»»
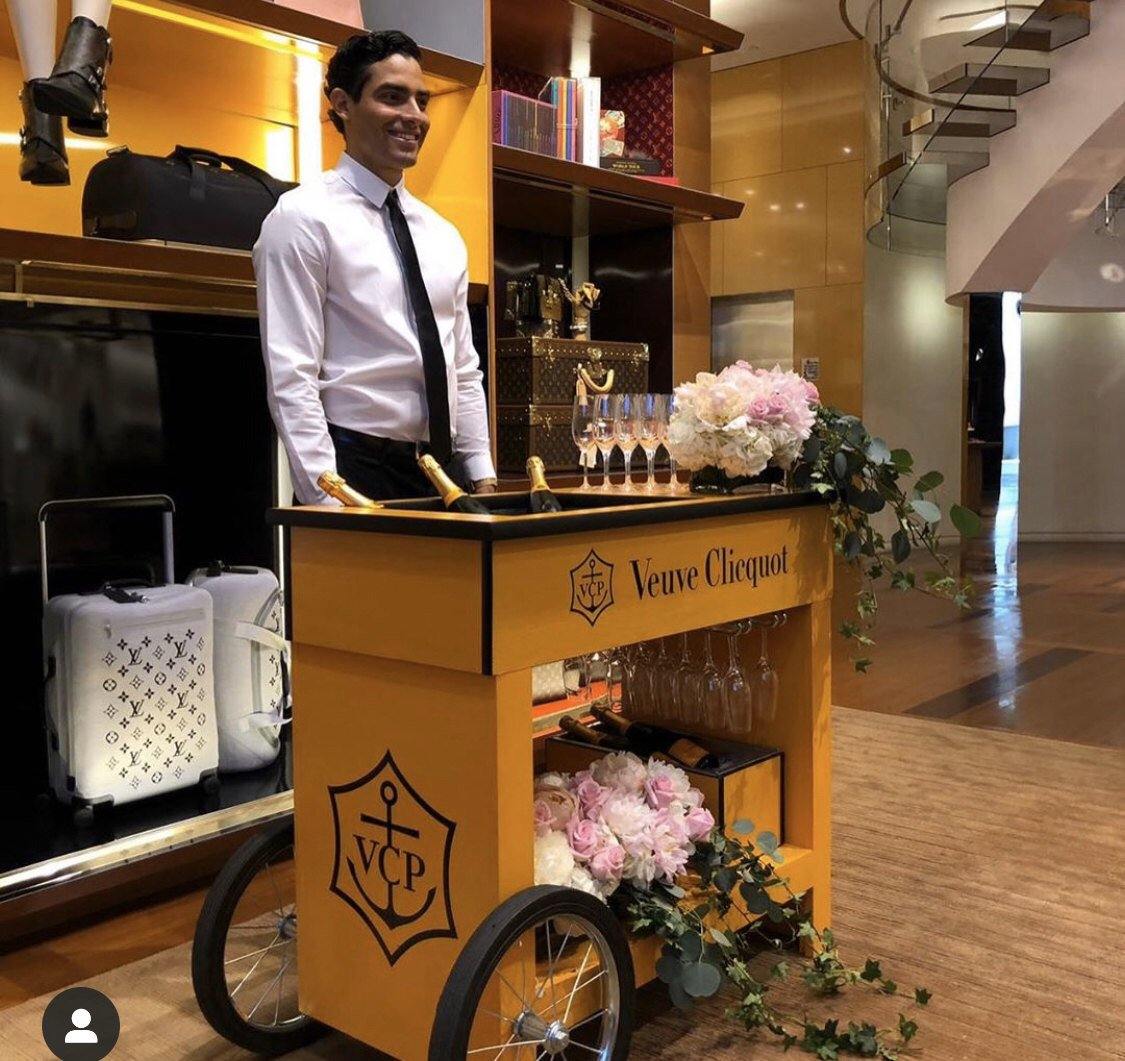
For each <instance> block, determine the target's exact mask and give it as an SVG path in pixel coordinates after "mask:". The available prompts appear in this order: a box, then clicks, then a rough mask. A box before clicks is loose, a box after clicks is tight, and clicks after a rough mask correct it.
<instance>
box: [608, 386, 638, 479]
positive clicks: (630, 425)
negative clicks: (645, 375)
mask: <svg viewBox="0 0 1125 1061" xmlns="http://www.w3.org/2000/svg"><path fill="white" fill-rule="evenodd" d="M640 398H641V396H640V395H639V394H622V395H621V396H620V398H619V401H618V415H616V421H615V423H614V425H613V426H614V430H613V437H614V439H616V443H618V448H619V449H620V450H621V453H622V456H623V457H624V459H625V479H624V483H623V486H624V488H625V489H630V488H631V487H632V455H633V450H636V449H637V446H638V443H639V441H640V439H639V438H638V432H639V428H640V405H641V403H640Z"/></svg>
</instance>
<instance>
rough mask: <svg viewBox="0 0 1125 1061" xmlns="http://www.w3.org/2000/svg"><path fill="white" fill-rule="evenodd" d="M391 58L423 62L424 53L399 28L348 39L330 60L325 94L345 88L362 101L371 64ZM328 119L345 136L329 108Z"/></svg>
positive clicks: (387, 29)
mask: <svg viewBox="0 0 1125 1061" xmlns="http://www.w3.org/2000/svg"><path fill="white" fill-rule="evenodd" d="M388 55H405V56H407V57H408V59H414V60H417V61H418V62H420V63H421V62H422V50H421V48H420V47H418V46H417V44H416V43H415V42H414V38H413V37H407V36H406V34H404V33H399V32H398V30H397V29H380V30H379V32H378V33H373V32H372V33H358V34H355V35H354V36H352V37H349V38H348V39H346V41H345V42H344V43H343V44H341V45H340V47H339V48H336V54H335V55H333V56H332V59H330V60H328V70H327V73H326V74H325V78H324V95H325V96H327V95H328V93H330V92H331V91H332V90H333V89H343V90H344V91H345V92H346V93H348V95H349V96H350V97H351V98H352V99H359V97H360V93H361V92H362V91H363V86H364V84H367V79H368V75H369V73H370V71H371V65H372V63H378V62H380V61H381V60H384V59H386V57H387V56H388ZM328 120H330V122H331V123H332V124H333V125H334V126H335V127H336V132H337V133H343V131H344V124H343V122H341V120H340V116H339V115H337V114H336V113H335V111H334V110H332V109H331V108H328Z"/></svg>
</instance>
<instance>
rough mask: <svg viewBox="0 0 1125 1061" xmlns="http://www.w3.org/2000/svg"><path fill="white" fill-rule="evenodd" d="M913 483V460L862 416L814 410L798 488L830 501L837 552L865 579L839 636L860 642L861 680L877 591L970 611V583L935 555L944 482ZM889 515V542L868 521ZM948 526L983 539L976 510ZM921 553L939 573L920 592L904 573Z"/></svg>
mask: <svg viewBox="0 0 1125 1061" xmlns="http://www.w3.org/2000/svg"><path fill="white" fill-rule="evenodd" d="M912 475H913V457H911V455H910V452H909V451H908V450H904V449H894V450H892V449H890V448H889V447H888V444H886V443H885V442H884V441H883V440H882V439H879V438H873V437H872V435H871V433H870V432H868V431H867V429H866V428H865V426H864V425H863V421H861V420H859V417H858V416H852V415H848V414H847V413H841V412H840V411H839V410H835V408H831V407H830V406H823V405H822V406H820V407H819V408H818V410H817V423H816V426H814V428H813V429H812V434H811V435H810V437H809V439H808V440H807V441H805V443H804V447H803V449H802V451H801V457H800V459H799V461H798V462H796V465H795V466H794V468H793V475H792V482H793V486H795V487H798V488H800V489H813V491H816V492H817V493H819V494H823V495H825V496H826V497H827V498H828V501H829V505H830V509H831V525H832V533H834V537H835V545H836V551H837V554H839V555H840V556H843V557H844V559H845V560H847V561H848V563H849V564H852V565H853V566H854V567H855V568H856V569H857V570H858V572H859V575H861V579H862V586H861V590H859V592H858V593H857V594H856V619H855V620H849V621H847V622H844V623H843V624H841V626H840V633H841V635H843V636H844V637H845V638H846V639H847V640H850V641H854V642H855V646H856V655H855V656H854V657H853V664H854V666H855V668H856V671H859V672H862V673H866V671H867V667H870V666H871V663H872V660H871V658H870V657H868V656H866V655H865V654H864V653H865V649H867V648H870V647H871V646H872V645H873V644H874V641H873V639H872V637H871V629H872V627H873V626H874V622H875V617H876V614H877V611H879V601H877V599H876V596H875V590H876V585H877V584H879V583H880V582H881V581H882V579H883V578H885V577H886V576H890V582H891V586H892V588H894V590H901V591H908V590H919V591H921V592H924V593H929V594H933V595H935V596H940V597H945V599H947V600H949V601H953V603H954V604H956V605H957V608H963V609H967V608H969V606H970V600H971V597H972V592H973V586H972V583H971V582H969V581H962V579H960V578H958V577H957V576H956V575H954V573H953V569H952V566H951V561H949V557H948V556H946V555H945V554H943V552H942V551H940V549H939V548H938V524H939V523H940V521H942V509H940V506H939V505H938V503H937V500H936V495H935V491H936V489H937V488H938V487H939V486H940V485H942V484H943V483H944V482H945V477H944V476H943V475H942V473H940V471H927V473H926V474H925V475H921V476H918V478H916V479H915V482H913V485H912V486H911V485H910V483H909V479H910V477H911V476H912ZM888 509H889V510H890V512H891V513H892V514H893V518H894V521H895V524H897V527H895V529H894V530H893V531H892V532H891V536H890V541H888V540H886V536H885V534H884V533H883V531H881V530H880V529H877V528H876V527H875V525H874V524H873V523H872V519H871V518H872V516H874V515H877V514H879V513H881V512H883V511H884V510H888ZM949 521H951V522H952V523H953V525H954V528H955V529H956V530H957V532H958V533H960V534H961V536H962V537H963V538H972V537H973V536H975V534H978V533H980V529H981V521H980V516H979V515H978V514H976V513H975V512H973V511H972V510H971V509H965V507H964V506H962V505H957V504H954V505H951V506H949ZM918 549H920V550H924V551H925V552H926V554H927V555H928V556H929V558H930V560H931V561H933V563H934V564H935V565H936V569H931V570H927V572H926V573H925V574H924V577H922V582H921V584H919V583H917V582H916V578H915V573H913V570H911V569H910V568H909V567H906V566H903V565H904V564H906V563H907V560H908V559H909V558H910V556H911V555H912V554H913V552H915V550H918Z"/></svg>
««
» **TASK DESCRIPTION**:
Output every entry above verbatim, but leave out the pictures.

» **SOLUTION TO THE EXERCISE**:
For each <instance> block, determine the target's exact mask and give it as an SVG path in pixel coordinates after "mask:". The available prompts appear in this order: a box, then clicks, then a rough mask. A box before clicks is loose, a box after clicks is tight, and clicks after a rough mask correct it.
<instance>
box: [608, 386, 638, 479]
positive clicks: (630, 425)
negative clicks: (645, 375)
mask: <svg viewBox="0 0 1125 1061" xmlns="http://www.w3.org/2000/svg"><path fill="white" fill-rule="evenodd" d="M640 398H641V396H640V395H639V394H622V395H621V396H620V398H619V401H618V415H616V421H615V423H614V425H613V426H614V430H613V437H614V439H616V443H618V448H619V449H620V450H621V453H622V456H623V457H624V459H625V479H624V483H623V486H624V488H625V489H630V488H631V487H632V455H633V450H636V449H637V446H638V443H639V441H640V439H639V438H638V432H639V428H640V405H641V403H640Z"/></svg>
</instance>
<instance>
rough mask: <svg viewBox="0 0 1125 1061" xmlns="http://www.w3.org/2000/svg"><path fill="white" fill-rule="evenodd" d="M391 58L423 62L424 53L399 28L348 39L330 60L325 94L345 88L362 101L371 64ZM328 119L345 136L329 108Z"/></svg>
positive clicks: (387, 29)
mask: <svg viewBox="0 0 1125 1061" xmlns="http://www.w3.org/2000/svg"><path fill="white" fill-rule="evenodd" d="M388 55H405V56H407V57H408V59H414V60H417V61H418V62H420V63H421V62H422V50H421V48H420V47H418V46H417V44H416V43H415V42H414V38H413V37H407V36H406V34H404V33H399V32H398V30H397V29H380V30H379V32H378V33H373V32H372V33H358V34H355V35H354V36H352V37H349V38H348V39H346V41H345V42H344V43H343V44H341V45H340V47H339V48H336V54H335V55H333V56H332V59H330V60H328V70H327V73H326V74H325V78H324V95H325V96H327V95H328V93H330V92H331V91H332V90H333V89H343V90H344V91H345V92H346V93H348V95H349V96H350V97H351V98H352V99H359V97H360V93H361V92H362V91H363V86H364V84H367V79H368V75H369V73H370V71H371V65H372V63H378V62H380V61H381V60H384V59H386V57H387V56H388ZM328 120H330V122H331V123H332V124H333V125H334V126H335V127H336V132H337V133H343V131H344V124H343V122H341V120H340V116H339V115H337V114H336V113H335V111H334V110H332V109H331V108H328Z"/></svg>
</instance>
<instance>
rough mask: <svg viewBox="0 0 1125 1061" xmlns="http://www.w3.org/2000/svg"><path fill="white" fill-rule="evenodd" d="M913 483V460L862 416L814 410L798 488L830 501L837 552L865 579L839 636L860 642L861 680L877 591L970 611V583L935 555L944 482ZM889 515V542L868 521ZM948 526L983 539L976 510ZM921 553L939 573L920 592L904 573Z"/></svg>
mask: <svg viewBox="0 0 1125 1061" xmlns="http://www.w3.org/2000/svg"><path fill="white" fill-rule="evenodd" d="M912 475H913V457H911V455H910V452H909V451H908V450H904V449H894V450H892V449H890V448H889V447H888V444H886V443H885V442H884V441H883V440H882V439H879V438H873V437H872V435H871V433H870V432H868V431H867V429H866V428H865V426H864V425H863V421H861V420H859V417H858V416H852V415H848V414H847V413H841V412H840V411H839V410H835V408H831V407H830V406H823V405H822V406H820V407H819V408H818V410H817V423H816V426H814V428H813V429H812V434H811V435H810V437H809V439H808V440H807V441H805V443H804V447H803V449H802V451H801V457H800V459H799V461H798V462H796V465H795V466H794V468H793V475H792V482H793V486H795V487H798V488H800V489H813V491H816V492H817V493H819V494H823V495H825V496H826V497H827V498H828V501H829V505H830V509H831V525H832V533H834V537H835V545H836V551H837V554H839V555H840V556H843V557H844V559H845V560H847V561H848V563H849V564H852V565H853V566H854V567H855V568H856V569H857V570H858V572H859V575H861V579H862V586H861V590H859V592H858V593H857V594H856V619H855V620H849V621H847V622H844V623H843V624H841V626H840V633H841V635H843V636H844V637H845V638H846V639H847V640H850V641H854V642H855V646H856V655H855V656H854V657H853V664H854V666H855V668H856V671H859V672H862V673H866V671H867V667H870V666H871V663H872V660H871V658H870V657H868V656H866V655H865V654H864V653H865V649H867V648H870V647H871V646H872V645H873V644H874V641H873V639H872V637H871V629H872V627H873V626H874V622H875V617H876V614H877V611H879V601H877V599H876V596H875V590H876V585H877V584H879V583H880V582H881V581H882V579H883V578H885V577H886V576H890V582H891V586H892V588H894V590H901V591H908V590H919V591H921V592H924V593H929V594H933V595H935V596H940V597H945V599H947V600H949V601H953V603H954V604H956V605H957V608H963V609H967V608H969V606H970V600H971V597H972V592H973V586H972V583H971V582H969V581H962V579H960V578H958V577H957V576H956V575H954V573H953V569H952V566H951V561H949V557H948V556H946V555H945V554H943V552H942V551H940V549H939V548H938V524H939V523H940V521H942V509H940V506H939V505H938V503H937V500H936V495H935V491H936V489H937V488H938V487H939V486H940V485H942V484H943V483H944V482H945V477H944V476H943V475H942V473H940V471H927V473H926V474H925V475H921V476H918V478H916V479H915V482H913V485H912V486H911V485H910V483H909V479H910V477H911V476H912ZM888 509H889V510H890V512H891V513H892V514H893V518H894V521H895V524H897V527H895V529H894V530H893V531H892V532H891V536H890V541H888V540H886V536H885V534H884V533H883V531H881V530H880V529H877V528H876V527H875V525H874V524H873V523H872V519H871V518H872V516H874V515H877V514H879V513H881V512H883V511H884V510H888ZM949 521H951V522H952V523H953V525H954V528H955V529H956V530H957V532H958V533H960V534H961V536H962V537H963V538H972V537H973V536H975V534H978V533H980V529H981V521H980V516H979V515H978V514H976V513H975V512H973V511H972V510H971V509H965V507H964V506H962V505H957V504H954V505H951V506H949ZM918 549H920V550H924V551H925V552H926V554H927V555H928V556H929V558H930V560H931V561H933V563H934V564H935V565H936V569H931V570H927V572H926V573H925V574H924V577H922V582H921V584H919V583H917V582H916V578H915V573H913V570H911V569H910V568H909V567H906V566H903V565H904V564H906V563H907V560H908V559H909V558H910V556H911V555H912V554H913V552H915V550H918Z"/></svg>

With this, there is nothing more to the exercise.